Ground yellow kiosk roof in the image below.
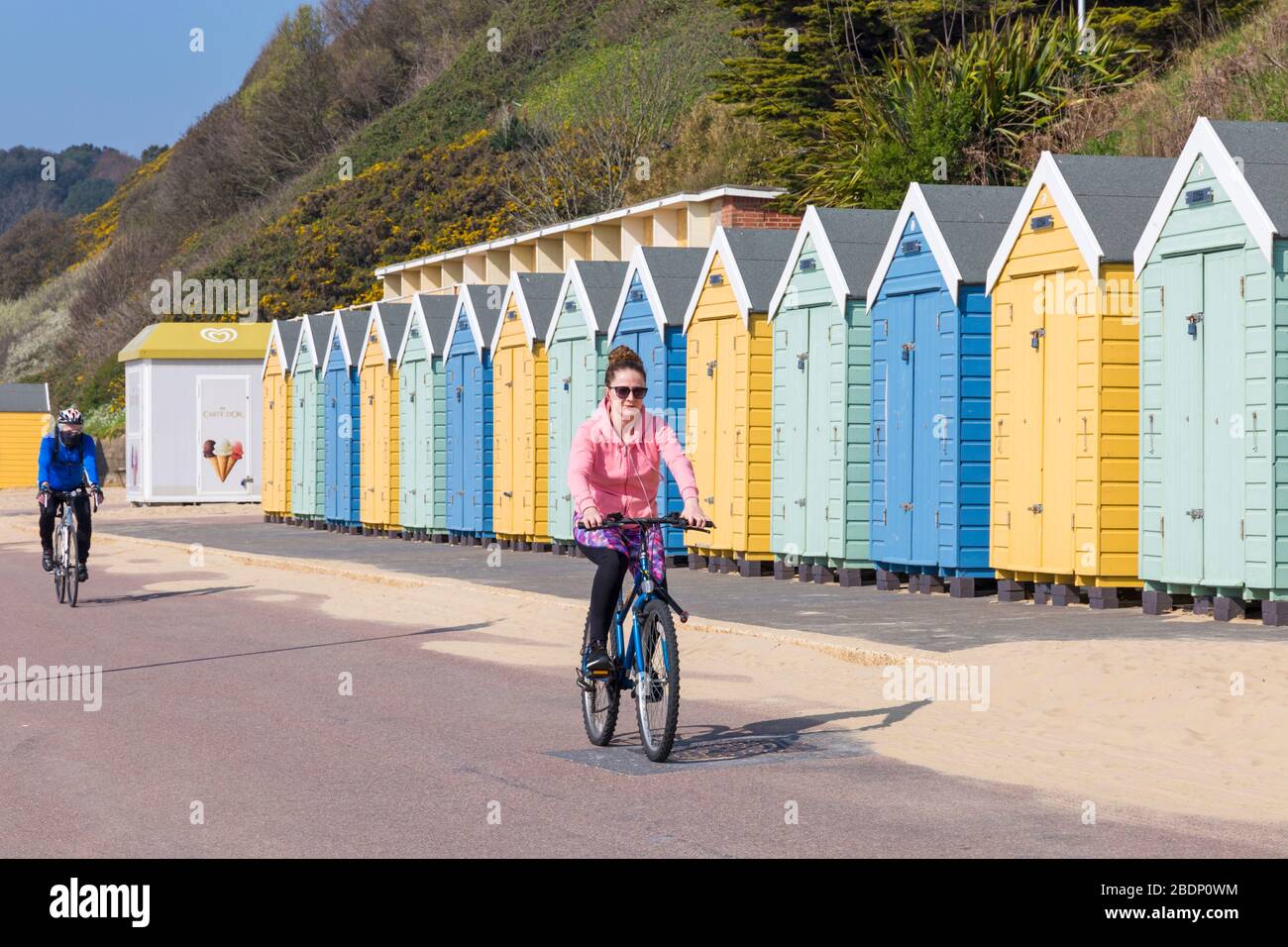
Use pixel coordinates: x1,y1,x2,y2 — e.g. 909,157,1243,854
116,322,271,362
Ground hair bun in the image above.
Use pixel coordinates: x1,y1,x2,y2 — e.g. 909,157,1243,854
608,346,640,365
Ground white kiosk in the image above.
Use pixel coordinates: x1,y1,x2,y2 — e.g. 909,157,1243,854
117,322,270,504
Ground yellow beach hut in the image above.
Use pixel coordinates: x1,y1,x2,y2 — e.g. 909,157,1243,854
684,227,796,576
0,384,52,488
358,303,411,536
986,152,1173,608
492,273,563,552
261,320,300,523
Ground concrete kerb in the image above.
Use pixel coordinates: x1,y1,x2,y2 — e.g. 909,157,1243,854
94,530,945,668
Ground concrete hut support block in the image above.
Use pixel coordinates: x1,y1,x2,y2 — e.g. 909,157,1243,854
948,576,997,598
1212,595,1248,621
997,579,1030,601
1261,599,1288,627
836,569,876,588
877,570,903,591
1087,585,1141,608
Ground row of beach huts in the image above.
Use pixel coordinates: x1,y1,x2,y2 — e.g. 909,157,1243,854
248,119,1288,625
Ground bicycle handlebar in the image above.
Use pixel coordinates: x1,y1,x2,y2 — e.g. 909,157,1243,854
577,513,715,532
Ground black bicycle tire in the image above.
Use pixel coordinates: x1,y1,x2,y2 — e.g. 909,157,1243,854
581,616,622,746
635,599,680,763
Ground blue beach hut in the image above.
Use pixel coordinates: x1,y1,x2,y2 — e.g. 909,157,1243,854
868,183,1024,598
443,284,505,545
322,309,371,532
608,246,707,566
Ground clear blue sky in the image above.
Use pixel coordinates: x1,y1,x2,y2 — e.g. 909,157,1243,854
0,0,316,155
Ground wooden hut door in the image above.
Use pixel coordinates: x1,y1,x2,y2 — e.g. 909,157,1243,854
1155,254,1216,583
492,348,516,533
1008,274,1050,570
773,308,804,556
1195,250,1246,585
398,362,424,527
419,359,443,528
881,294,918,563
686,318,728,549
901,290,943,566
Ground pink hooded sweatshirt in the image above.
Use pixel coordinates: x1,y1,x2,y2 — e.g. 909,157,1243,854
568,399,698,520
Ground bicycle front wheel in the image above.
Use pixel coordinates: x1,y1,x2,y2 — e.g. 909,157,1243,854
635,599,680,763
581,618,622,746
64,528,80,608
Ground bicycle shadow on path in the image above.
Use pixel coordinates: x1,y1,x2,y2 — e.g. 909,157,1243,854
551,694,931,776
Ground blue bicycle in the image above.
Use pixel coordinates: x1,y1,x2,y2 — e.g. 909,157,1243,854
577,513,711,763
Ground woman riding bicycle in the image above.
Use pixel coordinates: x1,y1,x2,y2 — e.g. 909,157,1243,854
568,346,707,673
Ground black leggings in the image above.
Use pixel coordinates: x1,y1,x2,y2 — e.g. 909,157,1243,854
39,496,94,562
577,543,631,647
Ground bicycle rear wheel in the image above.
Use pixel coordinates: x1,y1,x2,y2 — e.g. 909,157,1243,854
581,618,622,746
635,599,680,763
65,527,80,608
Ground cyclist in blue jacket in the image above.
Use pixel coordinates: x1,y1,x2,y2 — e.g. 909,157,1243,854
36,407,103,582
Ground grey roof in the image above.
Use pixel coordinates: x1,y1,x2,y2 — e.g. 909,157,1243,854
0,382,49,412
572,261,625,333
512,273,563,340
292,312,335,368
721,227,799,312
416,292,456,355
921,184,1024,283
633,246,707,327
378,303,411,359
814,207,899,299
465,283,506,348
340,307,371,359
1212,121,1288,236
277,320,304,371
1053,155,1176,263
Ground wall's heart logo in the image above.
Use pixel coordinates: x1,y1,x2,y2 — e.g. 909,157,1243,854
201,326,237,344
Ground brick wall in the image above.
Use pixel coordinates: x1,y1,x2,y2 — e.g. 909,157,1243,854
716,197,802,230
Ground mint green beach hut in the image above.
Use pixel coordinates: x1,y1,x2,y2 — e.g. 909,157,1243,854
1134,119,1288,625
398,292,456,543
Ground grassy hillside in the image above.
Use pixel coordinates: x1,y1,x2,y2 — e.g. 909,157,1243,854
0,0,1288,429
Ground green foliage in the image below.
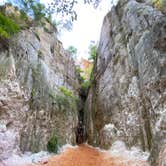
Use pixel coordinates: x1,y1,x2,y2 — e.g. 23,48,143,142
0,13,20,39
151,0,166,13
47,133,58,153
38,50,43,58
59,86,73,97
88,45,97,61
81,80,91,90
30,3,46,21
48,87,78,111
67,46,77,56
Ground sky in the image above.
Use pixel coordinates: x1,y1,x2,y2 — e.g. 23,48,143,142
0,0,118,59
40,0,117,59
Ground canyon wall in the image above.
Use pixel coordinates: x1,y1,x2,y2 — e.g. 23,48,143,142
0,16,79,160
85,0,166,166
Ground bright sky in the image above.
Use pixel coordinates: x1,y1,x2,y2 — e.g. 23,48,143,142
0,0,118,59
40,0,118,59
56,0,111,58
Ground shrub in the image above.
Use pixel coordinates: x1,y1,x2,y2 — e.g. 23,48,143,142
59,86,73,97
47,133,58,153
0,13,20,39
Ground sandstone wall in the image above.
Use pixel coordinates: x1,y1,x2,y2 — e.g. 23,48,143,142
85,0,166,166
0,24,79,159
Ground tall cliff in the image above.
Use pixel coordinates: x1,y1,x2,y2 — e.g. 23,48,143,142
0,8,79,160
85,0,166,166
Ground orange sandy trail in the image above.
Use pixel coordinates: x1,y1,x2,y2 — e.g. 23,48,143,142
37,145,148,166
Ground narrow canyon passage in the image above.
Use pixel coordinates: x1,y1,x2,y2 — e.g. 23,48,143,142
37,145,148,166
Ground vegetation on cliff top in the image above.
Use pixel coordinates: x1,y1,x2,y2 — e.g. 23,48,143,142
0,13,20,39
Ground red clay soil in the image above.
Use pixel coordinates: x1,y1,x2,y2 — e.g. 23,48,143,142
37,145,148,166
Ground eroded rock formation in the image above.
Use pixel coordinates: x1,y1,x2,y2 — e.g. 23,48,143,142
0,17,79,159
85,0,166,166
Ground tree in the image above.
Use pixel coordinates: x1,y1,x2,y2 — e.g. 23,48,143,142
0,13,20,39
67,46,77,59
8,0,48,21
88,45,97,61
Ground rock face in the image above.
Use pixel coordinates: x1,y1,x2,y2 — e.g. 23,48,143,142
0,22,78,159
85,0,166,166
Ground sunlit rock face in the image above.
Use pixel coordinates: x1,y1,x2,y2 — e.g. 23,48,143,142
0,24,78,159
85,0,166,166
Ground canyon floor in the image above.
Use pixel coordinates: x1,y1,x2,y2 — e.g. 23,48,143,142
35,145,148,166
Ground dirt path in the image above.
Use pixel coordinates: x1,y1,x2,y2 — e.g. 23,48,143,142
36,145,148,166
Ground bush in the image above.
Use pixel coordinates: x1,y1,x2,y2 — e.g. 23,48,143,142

------------------------------------------------

§ SET PROBLEM
Copy out every line of the listing above word for word, leaving out the pictures.

§ RESPONSE BELOW
Ground yellow kiosk roof in the image below.
Use pixel coordinates: x1,y1,x2,y2 — e.g. 909,157,1243,854
116,322,271,362
Ground hair bun in the image above.
Use pixel coordinates: x1,y1,x2,y2 — e.g. 909,157,1243,854
608,346,640,365
Ground white kiosk in the image above.
Use pixel coordinates: x1,y1,x2,y2 — e.g. 909,157,1243,854
117,322,270,504
Ground yellow beach hut in the image above.
Use pixel coordinates: x1,y1,x2,y2 — e.g. 909,157,1243,854
684,227,796,576
0,384,52,488
358,303,411,536
986,152,1173,608
492,273,563,552
261,320,300,523
Ground concrete kerb in the image above.
Use pixel coordinates: x1,y1,x2,y2 — e.g. 909,157,1243,854
94,530,945,668
Ground concrete hut support block in the image above.
Use pixel coordinates: x1,y1,x2,y2 — e.g. 909,157,1243,854
948,576,997,598
1212,595,1248,621
997,579,1030,601
1261,599,1288,627
836,569,876,588
877,570,903,591
1087,585,1141,608
Ground row of beach huts in the image above.
Use pixel coordinates: x1,y1,x2,y2 — e.g. 909,157,1243,854
248,119,1288,625
Ground bicycle handlebar in the image above.
Use pixel coordinates: x1,y1,x2,y2 — e.g. 909,157,1243,854
577,513,715,532
Ground black bicycle tire in the image above.
Use pixel coordinates: x1,y1,x2,y2 — e.g. 909,157,1243,854
581,616,622,746
635,599,680,763
Ground blue beach hut in the image above.
Use pixel coordinates: x1,y1,x2,y2 — e.g. 909,157,1243,854
868,183,1024,598
443,284,505,545
322,309,371,532
608,246,707,566
Ground clear blue sky in the image above.
Use pixel coordinates: x1,y1,x2,y2 — e.g. 909,157,1243,854
0,0,316,155
Ground wooden hut door in the image above.
Use pixel coordinates: x1,y1,x2,y2 — e.g. 909,157,1243,854
1155,254,1216,583
492,348,516,533
1008,274,1050,570
773,308,804,556
1195,250,1246,585
398,362,424,527
419,359,443,528
881,294,918,563
686,318,728,549
901,290,943,566
Ground pink hooded sweatshirt in the image above.
Use pixel coordinates: x1,y1,x2,y2 — e.g. 909,157,1243,854
568,399,698,520
Ground bicycle front wheel in the image above.
Use pixel coordinates: x1,y1,x2,y2 — e.g. 909,157,1243,854
635,599,680,763
581,618,622,746
64,528,80,608
Ground bicycle shadow on path in the image above.
Use pixel coordinates: x1,y1,x2,y2 — e.g. 909,157,1243,854
551,694,931,776
Ground blue bicycle in the image above.
Use pixel coordinates: x1,y1,x2,y2 — e.g. 909,157,1243,854
577,513,711,763
Ground woman riding bicycle in the image above.
Use pixel coordinates: x1,y1,x2,y2 — e.g. 909,157,1243,854
568,346,707,673
Ground black leggings in the image above.
Use pixel coordinates: x1,y1,x2,y2 — e.g. 909,157,1243,854
39,496,94,562
577,543,631,647
Ground bicycle rear wheel in the image above.
Use pixel coordinates: x1,y1,x2,y2 — e.g. 909,157,1243,854
581,618,622,746
635,599,680,763
65,527,80,608
Ground cyclist in blue jacket in the image above.
Use pixel coordinates: x1,y1,x2,y2 — e.g. 909,157,1243,854
36,407,103,582
Ground grey roof in the image above.
Use pixel coordinates: x1,y1,x2,y2 — e.g. 909,157,1243,854
0,382,49,412
572,261,625,333
512,273,563,340
292,312,335,368
721,227,799,312
416,292,456,355
921,184,1024,283
633,246,707,327
378,303,411,359
814,207,899,299
465,283,506,348
340,307,371,359
1212,121,1288,236
277,320,304,371
1053,155,1176,263
Ground wall's heart logo in the image above.
Use pixel coordinates: x1,y1,x2,y2 — e.g. 909,157,1243,854
201,326,237,344
Ground brick wall in the image above.
Use pixel coordinates: x1,y1,x2,y2 — e.g. 909,157,1243,854
716,197,802,230
Ground mint green beach hut in the image above.
Use pixel coordinates: x1,y1,x2,y2 — e.g. 909,157,1243,854
1134,119,1288,625
398,292,456,543
Ground grassy hillside in the image above.
Use pixel coordinates: x1,y1,x2,y2 — e.g. 909,157,1243,854
0,0,1288,429
Ground green foliage in the image below.
Use pixel coordinates: x1,y1,x2,y2 — e.g. 23,48,143,142
0,13,20,39
151,0,166,13
47,133,58,153
38,50,43,58
59,86,73,97
88,45,97,61
81,80,91,90
30,3,46,21
48,87,78,111
67,46,77,56
Ground sky in the image above.
Use pixel coordinates: x1,y1,x2,y2 — e.g. 23,48,143,142
0,0,118,59
40,0,117,59
Ground canyon wall in the image above.
Use pixel coordinates: x1,y1,x2,y2 — e.g. 23,48,143,142
0,16,79,160
85,0,166,166
Ground bright sky in the image above.
Use pixel coordinates: x1,y1,x2,y2 — e.g. 23,48,143,142
0,0,118,59
40,0,118,59
56,0,111,58
Ground shrub in the image above.
Use pixel coordinates: x1,y1,x2,y2 — e.g. 23,48,143,142
59,86,73,97
47,133,58,153
0,13,20,39
Ground sandstone wall in the image above.
Use pixel coordinates: x1,y1,x2,y2 — e.g. 23,48,143,142
85,0,166,166
0,24,79,159
Ground tall cliff in the image above.
Use pixel coordinates: x1,y1,x2,y2 — e.g. 23,48,143,142
0,8,79,160
85,0,166,166
Ground orange sandy trail in the image above.
Use pixel coordinates: x1,y1,x2,y2 — e.g. 23,48,143,142
37,145,148,166
Ground narrow canyon passage in the image above.
Use pixel coordinates: x1,y1,x2,y2 — e.g. 23,48,143,142
37,145,148,166
Ground vegetation on cliff top in the image above.
Use pixel coordinates: x1,y1,x2,y2 — e.g. 23,48,143,142
0,13,20,39
Ground red clay soil in the image above.
Use pixel coordinates: x1,y1,x2,y2 — e.g. 23,48,143,142
37,145,148,166
Ground eroded rock formation in the image above.
Use pixel coordinates: x1,y1,x2,y2 — e.g. 23,48,143,142
0,17,79,159
85,0,166,166
Ground tree in the image above.
Use pixel coordinates: x1,y1,x2,y2 — e.g. 23,48,143,142
0,13,20,39
67,46,77,59
8,0,48,21
88,45,97,61
Ground rock face in the image above.
Use pixel coordinates: x1,y1,x2,y2 — e.g. 23,48,143,142
0,22,78,159
85,0,166,166
Ground sunlit rock face in the image above.
Use pixel coordinates: x1,y1,x2,y2 — e.g. 23,48,143,142
0,24,78,159
85,0,166,166
Ground canyon floor in the image above.
Use pixel coordinates: x1,y1,x2,y2 — e.g. 23,48,143,142
35,145,148,166
Ground dirt path in the image above.
Use pixel coordinates: x1,y1,x2,y2 — e.g. 23,48,143,142
36,145,148,166
Ground bush in the image above.
Use pixel coordinates: x1,y1,x2,y2 — e.g. 23,48,143,142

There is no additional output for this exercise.